→ TASK INPUT
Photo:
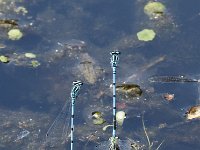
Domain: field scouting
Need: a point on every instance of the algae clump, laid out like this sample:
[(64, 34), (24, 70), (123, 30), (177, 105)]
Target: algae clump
[(4, 59), (146, 35), (154, 9), (30, 55), (15, 34)]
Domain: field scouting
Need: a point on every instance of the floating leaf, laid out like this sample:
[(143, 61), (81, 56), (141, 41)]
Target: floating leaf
[(30, 55), (4, 59), (98, 121), (193, 112), (105, 128), (154, 9), (15, 34), (35, 63), (146, 35)]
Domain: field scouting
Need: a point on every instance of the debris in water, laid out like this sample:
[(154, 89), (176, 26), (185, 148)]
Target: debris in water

→ TASK OBJECTIVE
Please write out all the items above again, requests included, adding -74 to every coordinate in the point answers while leaving the requests and their format samples unchanged. Leave the pictures out.

→ TASK ANSWER
Photo:
Domain: field scouting
Need: a point on every instance of the algae clump, laid out like this sample:
[(64, 34), (24, 70), (123, 30), (177, 105)]
Target: algae clump
[(-70, -15), (72, -39), (80, -65), (-44, -19), (-59, -40)]
Domain: field scouting
Need: a point on every instance of the floating leaf, laid out like this sample:
[(143, 61), (81, 56), (141, 41)]
Target: floating leaf
[(-44, -19), (-70, -15), (24, 47), (119, 38), (31, 54), (80, -65), (-59, -40), (-39, -11), (72, -39)]
Domain: field scouting
Need: a point on every instance of the debris in water, laid out like this sample:
[(154, 89), (176, 26), (185, 148)]
Target: debris in water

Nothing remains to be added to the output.